**The task**
Render the rows as a Markdown table with the columns No. and Line, numbering each line and leaving out blank lines. Begin at the first line of the rows and stop after the line that has "[149, 243, 215, 288]".

[Data taken from a collection]
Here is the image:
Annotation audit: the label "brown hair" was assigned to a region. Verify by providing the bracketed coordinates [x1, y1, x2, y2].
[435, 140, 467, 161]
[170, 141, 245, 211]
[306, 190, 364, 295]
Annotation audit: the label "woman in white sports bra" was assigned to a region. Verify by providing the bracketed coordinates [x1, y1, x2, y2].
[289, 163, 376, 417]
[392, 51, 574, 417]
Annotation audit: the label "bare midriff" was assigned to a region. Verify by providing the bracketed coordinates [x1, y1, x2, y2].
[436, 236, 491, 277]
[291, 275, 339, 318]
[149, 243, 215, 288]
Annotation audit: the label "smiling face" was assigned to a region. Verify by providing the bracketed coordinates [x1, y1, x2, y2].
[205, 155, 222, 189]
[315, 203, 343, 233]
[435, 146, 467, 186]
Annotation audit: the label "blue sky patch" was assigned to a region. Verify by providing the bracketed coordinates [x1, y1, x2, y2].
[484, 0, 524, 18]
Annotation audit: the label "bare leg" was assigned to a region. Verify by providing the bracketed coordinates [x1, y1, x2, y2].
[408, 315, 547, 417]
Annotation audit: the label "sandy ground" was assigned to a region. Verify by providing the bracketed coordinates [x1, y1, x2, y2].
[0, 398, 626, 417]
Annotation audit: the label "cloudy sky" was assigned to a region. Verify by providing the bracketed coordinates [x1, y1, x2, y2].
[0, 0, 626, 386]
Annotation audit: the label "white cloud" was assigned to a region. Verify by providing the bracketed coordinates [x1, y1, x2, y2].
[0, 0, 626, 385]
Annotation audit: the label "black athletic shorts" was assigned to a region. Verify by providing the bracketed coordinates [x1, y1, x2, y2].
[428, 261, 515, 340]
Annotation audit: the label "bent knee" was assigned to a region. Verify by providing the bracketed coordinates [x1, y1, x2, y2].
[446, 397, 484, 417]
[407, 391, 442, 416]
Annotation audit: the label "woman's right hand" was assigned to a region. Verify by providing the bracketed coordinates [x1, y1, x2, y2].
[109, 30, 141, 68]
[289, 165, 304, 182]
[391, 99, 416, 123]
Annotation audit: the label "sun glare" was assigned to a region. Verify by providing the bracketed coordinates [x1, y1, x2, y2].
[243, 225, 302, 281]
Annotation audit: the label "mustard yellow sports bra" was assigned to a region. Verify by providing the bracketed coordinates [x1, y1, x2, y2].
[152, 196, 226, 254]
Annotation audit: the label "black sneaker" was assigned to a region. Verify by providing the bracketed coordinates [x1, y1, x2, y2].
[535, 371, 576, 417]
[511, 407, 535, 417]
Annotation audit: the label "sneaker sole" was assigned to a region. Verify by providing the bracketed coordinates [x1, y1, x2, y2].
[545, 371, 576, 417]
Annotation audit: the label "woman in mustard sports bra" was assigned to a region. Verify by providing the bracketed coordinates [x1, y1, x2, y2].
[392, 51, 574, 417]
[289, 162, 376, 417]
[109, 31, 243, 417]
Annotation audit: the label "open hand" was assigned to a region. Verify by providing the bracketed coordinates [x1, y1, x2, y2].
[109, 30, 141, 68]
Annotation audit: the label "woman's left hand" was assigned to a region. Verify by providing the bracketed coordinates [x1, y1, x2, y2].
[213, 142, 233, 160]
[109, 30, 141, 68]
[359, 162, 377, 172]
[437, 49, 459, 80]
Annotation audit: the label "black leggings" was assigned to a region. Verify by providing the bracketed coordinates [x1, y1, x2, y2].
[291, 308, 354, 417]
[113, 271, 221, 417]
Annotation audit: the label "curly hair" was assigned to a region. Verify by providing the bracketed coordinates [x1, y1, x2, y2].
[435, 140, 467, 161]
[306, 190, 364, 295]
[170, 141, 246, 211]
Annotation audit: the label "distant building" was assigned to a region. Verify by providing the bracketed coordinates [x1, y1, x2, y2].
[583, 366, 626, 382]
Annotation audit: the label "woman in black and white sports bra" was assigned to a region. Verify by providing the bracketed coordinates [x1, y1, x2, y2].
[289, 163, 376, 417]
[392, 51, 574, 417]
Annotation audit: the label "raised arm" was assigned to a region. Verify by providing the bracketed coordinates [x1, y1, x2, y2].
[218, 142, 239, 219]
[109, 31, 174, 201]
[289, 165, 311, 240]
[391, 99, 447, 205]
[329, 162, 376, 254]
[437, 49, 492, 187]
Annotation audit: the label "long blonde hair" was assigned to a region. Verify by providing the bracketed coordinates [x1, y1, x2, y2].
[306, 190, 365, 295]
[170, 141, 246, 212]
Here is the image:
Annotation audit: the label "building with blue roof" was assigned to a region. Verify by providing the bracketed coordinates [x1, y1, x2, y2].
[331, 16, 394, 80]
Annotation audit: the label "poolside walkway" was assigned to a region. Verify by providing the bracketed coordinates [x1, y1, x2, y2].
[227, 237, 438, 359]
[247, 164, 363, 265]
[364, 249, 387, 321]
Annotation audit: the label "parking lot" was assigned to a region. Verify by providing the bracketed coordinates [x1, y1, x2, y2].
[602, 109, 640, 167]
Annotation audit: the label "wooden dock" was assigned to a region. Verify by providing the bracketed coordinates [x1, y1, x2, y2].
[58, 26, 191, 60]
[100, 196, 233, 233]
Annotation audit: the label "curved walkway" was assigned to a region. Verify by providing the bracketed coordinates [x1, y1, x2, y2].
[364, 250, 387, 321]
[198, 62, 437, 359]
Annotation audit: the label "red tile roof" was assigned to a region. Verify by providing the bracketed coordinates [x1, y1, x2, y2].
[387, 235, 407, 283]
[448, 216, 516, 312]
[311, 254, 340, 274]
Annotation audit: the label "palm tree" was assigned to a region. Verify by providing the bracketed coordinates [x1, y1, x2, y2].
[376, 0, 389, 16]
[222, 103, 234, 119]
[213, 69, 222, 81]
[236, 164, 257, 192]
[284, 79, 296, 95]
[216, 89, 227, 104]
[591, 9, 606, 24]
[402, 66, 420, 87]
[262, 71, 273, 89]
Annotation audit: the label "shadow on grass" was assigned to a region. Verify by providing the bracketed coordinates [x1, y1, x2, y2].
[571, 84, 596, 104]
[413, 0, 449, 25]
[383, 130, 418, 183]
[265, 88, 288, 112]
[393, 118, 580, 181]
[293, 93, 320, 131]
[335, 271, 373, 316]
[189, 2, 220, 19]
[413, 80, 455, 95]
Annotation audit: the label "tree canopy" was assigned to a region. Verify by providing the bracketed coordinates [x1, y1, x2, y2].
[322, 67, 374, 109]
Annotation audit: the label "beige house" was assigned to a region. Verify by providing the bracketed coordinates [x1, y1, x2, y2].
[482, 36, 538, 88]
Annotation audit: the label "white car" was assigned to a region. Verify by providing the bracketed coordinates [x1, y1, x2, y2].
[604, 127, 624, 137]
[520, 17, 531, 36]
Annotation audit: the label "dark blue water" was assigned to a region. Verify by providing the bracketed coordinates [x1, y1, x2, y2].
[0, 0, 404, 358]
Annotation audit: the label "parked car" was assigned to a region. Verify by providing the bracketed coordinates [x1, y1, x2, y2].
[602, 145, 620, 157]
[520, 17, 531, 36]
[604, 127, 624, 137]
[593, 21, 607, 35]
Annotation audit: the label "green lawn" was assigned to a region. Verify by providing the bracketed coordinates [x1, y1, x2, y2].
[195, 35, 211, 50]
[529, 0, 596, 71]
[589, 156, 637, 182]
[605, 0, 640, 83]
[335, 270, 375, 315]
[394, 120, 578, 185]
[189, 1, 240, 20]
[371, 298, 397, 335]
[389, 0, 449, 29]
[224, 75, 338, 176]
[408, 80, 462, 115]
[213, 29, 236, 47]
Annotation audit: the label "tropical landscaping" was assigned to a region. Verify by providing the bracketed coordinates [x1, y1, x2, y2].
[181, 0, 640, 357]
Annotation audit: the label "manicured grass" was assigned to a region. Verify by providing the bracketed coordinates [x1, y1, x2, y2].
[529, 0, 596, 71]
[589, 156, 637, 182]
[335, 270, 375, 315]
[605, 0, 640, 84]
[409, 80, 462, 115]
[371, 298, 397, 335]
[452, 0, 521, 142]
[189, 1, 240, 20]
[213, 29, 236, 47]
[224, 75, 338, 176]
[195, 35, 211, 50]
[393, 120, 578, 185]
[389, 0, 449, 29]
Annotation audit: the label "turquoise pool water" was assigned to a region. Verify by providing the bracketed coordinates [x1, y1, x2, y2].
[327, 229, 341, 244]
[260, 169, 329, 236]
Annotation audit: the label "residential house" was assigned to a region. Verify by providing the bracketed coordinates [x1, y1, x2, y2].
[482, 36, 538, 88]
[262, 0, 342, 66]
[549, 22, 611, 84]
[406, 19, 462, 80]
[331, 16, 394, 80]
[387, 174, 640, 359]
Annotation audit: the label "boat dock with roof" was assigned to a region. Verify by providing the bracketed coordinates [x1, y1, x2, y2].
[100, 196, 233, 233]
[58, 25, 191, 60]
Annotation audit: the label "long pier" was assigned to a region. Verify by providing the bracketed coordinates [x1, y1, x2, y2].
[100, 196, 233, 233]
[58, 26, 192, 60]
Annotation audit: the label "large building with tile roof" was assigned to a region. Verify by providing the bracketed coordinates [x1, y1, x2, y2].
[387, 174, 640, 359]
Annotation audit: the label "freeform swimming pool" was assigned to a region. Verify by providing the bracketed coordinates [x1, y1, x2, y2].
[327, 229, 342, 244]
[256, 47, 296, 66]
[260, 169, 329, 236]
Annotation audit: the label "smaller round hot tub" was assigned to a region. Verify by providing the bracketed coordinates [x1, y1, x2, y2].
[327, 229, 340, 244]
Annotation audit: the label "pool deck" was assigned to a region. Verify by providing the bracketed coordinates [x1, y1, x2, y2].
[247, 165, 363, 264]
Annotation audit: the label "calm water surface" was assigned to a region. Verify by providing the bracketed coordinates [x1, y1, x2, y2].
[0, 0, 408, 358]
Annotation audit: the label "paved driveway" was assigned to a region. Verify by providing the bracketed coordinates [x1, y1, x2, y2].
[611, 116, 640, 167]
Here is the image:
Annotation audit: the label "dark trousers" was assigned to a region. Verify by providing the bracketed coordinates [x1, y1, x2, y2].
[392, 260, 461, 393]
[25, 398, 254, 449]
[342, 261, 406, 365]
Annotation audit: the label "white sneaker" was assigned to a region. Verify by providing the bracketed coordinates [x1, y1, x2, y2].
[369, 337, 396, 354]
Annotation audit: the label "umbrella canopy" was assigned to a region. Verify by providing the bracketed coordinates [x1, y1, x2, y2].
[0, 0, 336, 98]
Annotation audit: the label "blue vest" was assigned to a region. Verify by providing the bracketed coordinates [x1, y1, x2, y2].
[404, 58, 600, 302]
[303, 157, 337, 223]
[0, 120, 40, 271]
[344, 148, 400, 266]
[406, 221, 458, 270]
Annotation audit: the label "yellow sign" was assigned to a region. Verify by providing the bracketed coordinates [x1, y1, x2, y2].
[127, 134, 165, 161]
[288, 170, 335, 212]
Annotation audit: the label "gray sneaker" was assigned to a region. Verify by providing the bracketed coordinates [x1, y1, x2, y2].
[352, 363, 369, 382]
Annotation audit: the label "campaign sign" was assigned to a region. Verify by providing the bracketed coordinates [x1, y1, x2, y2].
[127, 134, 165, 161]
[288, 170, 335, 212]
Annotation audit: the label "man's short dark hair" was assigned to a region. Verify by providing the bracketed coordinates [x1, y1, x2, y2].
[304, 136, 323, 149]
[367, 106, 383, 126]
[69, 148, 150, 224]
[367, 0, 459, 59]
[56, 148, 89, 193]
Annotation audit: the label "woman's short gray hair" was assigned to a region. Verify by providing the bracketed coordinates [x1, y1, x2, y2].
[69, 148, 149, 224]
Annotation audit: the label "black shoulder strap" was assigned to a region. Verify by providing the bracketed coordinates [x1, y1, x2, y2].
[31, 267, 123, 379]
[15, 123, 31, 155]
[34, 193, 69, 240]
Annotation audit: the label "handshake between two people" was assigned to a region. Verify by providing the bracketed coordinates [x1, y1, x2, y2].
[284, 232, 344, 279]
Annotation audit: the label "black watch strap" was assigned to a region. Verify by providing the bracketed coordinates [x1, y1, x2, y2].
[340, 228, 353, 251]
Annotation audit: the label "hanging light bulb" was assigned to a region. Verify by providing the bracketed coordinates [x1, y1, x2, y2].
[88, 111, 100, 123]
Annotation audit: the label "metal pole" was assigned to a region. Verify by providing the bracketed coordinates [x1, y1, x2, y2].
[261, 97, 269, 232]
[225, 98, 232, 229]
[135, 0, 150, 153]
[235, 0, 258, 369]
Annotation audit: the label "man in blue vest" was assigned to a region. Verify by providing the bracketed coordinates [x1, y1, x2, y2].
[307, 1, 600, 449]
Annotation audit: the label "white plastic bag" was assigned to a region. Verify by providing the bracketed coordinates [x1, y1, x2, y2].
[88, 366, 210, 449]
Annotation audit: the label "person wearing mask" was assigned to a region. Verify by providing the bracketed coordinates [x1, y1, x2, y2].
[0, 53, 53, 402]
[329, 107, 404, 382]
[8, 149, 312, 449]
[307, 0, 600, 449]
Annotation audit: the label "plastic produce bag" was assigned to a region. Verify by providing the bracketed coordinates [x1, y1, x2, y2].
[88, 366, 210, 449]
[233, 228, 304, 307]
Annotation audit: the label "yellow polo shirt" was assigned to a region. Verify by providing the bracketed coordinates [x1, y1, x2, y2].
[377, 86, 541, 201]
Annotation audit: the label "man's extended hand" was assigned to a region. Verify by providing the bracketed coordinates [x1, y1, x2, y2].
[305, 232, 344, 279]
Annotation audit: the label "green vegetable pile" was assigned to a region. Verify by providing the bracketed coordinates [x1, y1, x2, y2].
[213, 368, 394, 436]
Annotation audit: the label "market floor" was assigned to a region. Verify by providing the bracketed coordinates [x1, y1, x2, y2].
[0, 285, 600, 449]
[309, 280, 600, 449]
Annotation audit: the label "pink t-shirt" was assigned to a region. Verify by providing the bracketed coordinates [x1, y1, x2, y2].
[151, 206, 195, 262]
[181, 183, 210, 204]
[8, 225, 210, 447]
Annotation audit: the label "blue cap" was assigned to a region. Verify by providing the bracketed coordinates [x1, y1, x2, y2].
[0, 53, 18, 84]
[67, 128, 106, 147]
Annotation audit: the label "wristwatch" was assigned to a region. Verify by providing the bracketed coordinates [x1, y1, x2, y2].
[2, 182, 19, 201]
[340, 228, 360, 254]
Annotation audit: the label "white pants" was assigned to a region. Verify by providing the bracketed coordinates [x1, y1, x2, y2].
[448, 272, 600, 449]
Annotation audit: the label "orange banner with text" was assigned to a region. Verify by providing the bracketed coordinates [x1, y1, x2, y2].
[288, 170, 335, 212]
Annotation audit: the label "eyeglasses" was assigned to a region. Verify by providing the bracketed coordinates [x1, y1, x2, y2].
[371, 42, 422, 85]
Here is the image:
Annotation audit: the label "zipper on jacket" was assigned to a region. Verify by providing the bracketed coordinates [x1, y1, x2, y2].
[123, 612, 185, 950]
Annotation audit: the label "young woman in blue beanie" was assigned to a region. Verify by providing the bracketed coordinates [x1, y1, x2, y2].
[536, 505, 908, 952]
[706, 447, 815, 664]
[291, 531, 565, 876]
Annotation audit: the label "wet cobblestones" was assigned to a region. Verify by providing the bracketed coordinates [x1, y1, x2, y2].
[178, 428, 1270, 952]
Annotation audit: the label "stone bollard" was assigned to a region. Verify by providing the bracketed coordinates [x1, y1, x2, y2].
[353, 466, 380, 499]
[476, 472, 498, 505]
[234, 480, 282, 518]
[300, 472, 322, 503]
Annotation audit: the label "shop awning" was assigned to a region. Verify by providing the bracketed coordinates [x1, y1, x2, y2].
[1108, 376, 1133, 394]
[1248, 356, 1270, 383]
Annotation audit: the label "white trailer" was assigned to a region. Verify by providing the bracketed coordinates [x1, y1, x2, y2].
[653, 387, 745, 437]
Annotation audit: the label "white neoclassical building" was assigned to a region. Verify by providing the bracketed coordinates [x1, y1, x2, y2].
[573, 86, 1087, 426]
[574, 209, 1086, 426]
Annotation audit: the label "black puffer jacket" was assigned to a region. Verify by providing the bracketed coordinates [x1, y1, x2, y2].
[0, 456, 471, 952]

**The reply**
| No. | Line |
|---|---|
| 1 | Here is the image: |
| 2 | Annotation audit: the label "brown hair" was assigned to a region. Verify by providing the bracketed coordinates [x1, y1, x2, y2]. |
| 3 | [435, 140, 467, 161] |
| 4 | [170, 141, 245, 211] |
| 5 | [306, 190, 364, 295] |
| 6 | Annotation audit: the label "woman in white sports bra" was assigned to a region. Verify by providing the bracketed coordinates [x1, y1, x2, y2]. |
| 7 | [289, 163, 376, 417] |
| 8 | [392, 51, 574, 417] |
| 9 | Annotation audit: the label "bare midriff" was assigned to a region. Verify by providing the bracketed coordinates [x1, y1, x2, y2]. |
| 10 | [436, 236, 491, 277] |
| 11 | [291, 275, 339, 318] |
| 12 | [149, 243, 215, 288] |